#### Extract to read

++++

Wednesday, July 20, 2011

July 20, 2011 ~ Day 222
Plugged In... or Shackled?


As I sit here waiting for the Time Warner technical support technician to arrive at our house (anywhere between 3 and 5pm) it strikes me just how dependent I've become on technology.

Scary dependent.

If I want to get in touch with my closest friends, I have to admit that I need my computer or cell phone to access most of their telephone numbers. As a kid I memorized all of the telephone numbers that were important to me, and for the calls I made less frequently I used an address book with each name and telephone number neatly recorded into the columns.

These days, I rely on distant servers, routers, functioning outside lines and a variety of other things which I typically choose not to try to understand (leaving them to my more tech-savvy husband) in order to keep me connected with my nearest and dearest.

Yet it seems so effortless. So easy.

++++

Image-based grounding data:
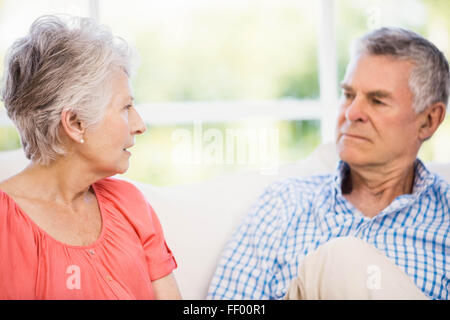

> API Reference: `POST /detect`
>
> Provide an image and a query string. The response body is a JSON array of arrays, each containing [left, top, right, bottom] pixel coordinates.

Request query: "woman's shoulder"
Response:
[[94, 178, 147, 209], [94, 178, 141, 196]]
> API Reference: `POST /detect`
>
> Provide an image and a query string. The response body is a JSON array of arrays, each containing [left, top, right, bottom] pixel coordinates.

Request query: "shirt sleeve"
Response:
[[103, 178, 177, 281], [207, 179, 298, 300], [142, 201, 177, 281]]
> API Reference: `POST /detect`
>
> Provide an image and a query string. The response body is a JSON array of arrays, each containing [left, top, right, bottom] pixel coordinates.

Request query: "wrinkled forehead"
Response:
[[343, 53, 415, 85]]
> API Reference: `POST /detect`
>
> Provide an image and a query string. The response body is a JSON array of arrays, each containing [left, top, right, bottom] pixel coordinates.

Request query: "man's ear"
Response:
[[419, 102, 446, 141], [61, 108, 85, 142]]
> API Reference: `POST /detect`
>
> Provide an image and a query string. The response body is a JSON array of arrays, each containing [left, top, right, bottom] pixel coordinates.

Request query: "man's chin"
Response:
[[338, 147, 370, 165]]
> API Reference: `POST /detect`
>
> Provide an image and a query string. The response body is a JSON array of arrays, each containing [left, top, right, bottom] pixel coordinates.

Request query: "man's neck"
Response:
[[342, 163, 415, 218]]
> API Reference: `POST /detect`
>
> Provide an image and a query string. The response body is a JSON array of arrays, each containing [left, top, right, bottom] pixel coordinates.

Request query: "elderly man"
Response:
[[208, 28, 450, 299]]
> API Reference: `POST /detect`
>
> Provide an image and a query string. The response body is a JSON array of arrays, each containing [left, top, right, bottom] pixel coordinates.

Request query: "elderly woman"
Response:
[[0, 16, 180, 299]]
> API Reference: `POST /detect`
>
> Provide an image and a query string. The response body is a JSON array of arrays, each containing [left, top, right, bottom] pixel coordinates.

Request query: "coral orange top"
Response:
[[0, 178, 177, 299]]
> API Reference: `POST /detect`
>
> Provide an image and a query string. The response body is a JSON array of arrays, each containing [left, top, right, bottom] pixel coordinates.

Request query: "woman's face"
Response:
[[82, 70, 146, 176]]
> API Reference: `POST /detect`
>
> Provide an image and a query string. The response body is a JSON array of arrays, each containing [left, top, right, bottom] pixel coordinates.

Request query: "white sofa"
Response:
[[0, 143, 450, 299]]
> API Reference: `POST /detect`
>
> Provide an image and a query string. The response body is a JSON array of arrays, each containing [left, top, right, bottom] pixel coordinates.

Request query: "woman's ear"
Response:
[[61, 108, 85, 143], [419, 102, 446, 141]]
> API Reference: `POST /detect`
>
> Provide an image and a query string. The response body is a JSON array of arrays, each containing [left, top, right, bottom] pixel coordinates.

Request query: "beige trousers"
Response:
[[285, 237, 428, 300]]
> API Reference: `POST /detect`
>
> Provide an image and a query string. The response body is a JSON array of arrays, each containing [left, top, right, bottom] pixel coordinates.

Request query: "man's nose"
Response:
[[345, 95, 367, 122]]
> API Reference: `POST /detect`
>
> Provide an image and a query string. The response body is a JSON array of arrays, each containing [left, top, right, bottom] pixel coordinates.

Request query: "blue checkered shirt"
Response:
[[207, 159, 450, 299]]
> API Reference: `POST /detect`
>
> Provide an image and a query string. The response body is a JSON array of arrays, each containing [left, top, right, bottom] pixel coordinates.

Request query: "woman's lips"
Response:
[[342, 133, 370, 141]]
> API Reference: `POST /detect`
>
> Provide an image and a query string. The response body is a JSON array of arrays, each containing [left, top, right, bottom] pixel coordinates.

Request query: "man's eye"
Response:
[[344, 92, 353, 100], [372, 99, 384, 105]]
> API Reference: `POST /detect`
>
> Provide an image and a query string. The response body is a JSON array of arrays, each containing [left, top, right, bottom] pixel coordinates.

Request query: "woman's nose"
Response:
[[132, 108, 147, 134]]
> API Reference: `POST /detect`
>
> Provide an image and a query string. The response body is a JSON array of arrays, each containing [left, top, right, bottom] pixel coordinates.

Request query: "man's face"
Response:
[[336, 54, 420, 166]]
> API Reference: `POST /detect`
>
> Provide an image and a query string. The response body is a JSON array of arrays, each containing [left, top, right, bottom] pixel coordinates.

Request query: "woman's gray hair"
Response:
[[1, 16, 136, 165], [352, 27, 450, 113]]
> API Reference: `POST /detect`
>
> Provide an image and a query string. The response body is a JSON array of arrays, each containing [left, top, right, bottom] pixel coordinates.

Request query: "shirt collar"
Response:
[[333, 159, 435, 198]]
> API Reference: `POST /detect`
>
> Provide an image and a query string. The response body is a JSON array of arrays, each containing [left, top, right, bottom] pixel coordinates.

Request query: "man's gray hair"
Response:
[[352, 27, 450, 113], [1, 16, 135, 165]]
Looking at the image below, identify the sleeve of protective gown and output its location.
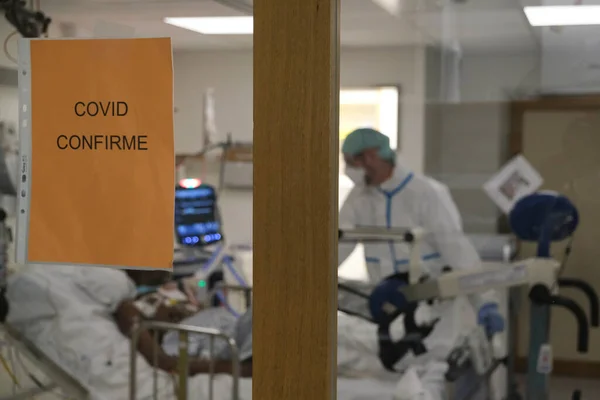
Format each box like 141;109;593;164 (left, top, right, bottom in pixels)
338;189;356;267
76;268;136;313
422;187;497;309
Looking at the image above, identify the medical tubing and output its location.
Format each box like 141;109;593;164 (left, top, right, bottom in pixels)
338;227;415;243
558;278;600;328
338;282;370;300
550;296;590;353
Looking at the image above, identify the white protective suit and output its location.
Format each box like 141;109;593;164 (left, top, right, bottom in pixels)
338;167;481;283
338;166;495;400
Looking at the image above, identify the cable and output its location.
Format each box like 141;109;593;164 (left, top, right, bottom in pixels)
0;0;52;38
0;354;21;387
4;31;19;64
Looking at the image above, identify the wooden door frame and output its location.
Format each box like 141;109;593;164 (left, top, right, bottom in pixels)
252;0;340;400
506;94;600;379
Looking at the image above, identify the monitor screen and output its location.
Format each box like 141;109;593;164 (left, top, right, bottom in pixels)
175;185;223;247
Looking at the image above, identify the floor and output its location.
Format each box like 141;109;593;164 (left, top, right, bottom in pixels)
516;377;600;400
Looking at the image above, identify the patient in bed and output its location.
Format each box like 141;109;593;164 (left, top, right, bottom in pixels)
7;265;252;400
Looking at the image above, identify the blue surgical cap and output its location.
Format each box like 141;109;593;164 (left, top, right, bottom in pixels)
342;128;396;161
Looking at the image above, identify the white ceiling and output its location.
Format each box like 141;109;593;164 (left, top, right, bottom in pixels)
42;0;538;51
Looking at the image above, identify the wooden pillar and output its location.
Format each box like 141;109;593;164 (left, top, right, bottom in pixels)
253;0;339;400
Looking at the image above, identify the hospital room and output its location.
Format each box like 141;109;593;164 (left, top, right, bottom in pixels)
0;0;600;400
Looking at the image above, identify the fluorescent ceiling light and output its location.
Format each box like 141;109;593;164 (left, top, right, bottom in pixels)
523;6;600;26
164;17;254;35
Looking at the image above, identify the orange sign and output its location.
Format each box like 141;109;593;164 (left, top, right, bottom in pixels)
17;38;175;269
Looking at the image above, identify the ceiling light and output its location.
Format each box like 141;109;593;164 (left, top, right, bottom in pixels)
164;17;254;35
523;6;600;26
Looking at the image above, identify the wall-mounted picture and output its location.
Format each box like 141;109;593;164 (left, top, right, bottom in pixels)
483;155;544;214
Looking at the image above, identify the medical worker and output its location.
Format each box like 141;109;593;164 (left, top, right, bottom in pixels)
338;128;504;398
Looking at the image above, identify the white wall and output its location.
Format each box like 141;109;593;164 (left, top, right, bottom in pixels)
0;20;19;68
174;47;539;247
461;51;541;102
174;47;432;248
174;47;424;170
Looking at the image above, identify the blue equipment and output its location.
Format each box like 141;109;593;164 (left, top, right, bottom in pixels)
509;192;600;400
175;179;223;247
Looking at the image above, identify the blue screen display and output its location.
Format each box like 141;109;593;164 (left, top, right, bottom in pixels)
175;185;223;246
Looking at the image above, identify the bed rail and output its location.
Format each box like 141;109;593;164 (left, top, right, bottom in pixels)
129;320;240;400
0;323;90;400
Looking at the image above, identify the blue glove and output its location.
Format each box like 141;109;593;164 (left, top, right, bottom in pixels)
477;303;504;337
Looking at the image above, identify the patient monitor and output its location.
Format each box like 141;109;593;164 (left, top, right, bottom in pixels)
175;179;223;248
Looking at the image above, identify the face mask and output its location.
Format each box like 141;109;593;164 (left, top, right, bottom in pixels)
344;167;365;185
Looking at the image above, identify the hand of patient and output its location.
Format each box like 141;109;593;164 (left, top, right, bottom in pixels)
152;304;189;324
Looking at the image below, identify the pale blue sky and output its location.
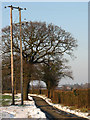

++++

#### Task goal
Pick up the blog post about relying on technology where it stops, and write the next few paragraphs in the same voice.

#### Response area
99 times out of 100, the new system works so smoothly for me that I manage to conveniently forget that my information *isn't* MORE secure these days. (It may be more easily available, but it isn't more secure.)

I also frequently delude myself into believing that it is safer to put my documents on a google server, to store them 'remotely' in a facility thousands of miles away.

Private messages that might once have seen only two pairs of eyes - mine and those of the person I wrote them for - are now accessible with one click to (potentially) billions of eyes. Just as I was able to find the tweets that our trial babysitter had written about my children within hours of her leaving our home, my own online documents are really not that secure.

Worse, I rely on a functioning internet connection to do many of the most important things in my life:

-Wish my friends a happy birthday
-Share photos of our family activities
-Write hundreds of articles for my husband's company
-Keep my family journal in the form of this blog
-Access my stored telephone numbers and addresses
-Look up telephone numbers for local businesses, physicians, restaurants
-Do research ~ so much better and faster than a library!
-Shop for gifts, vitamins, books and music
-Make and follow up on appointments with tutoring clients
-Schedule babysitters
-IM with my husband when I don't want to interrupt him at work to ask simple questions

and much, much more.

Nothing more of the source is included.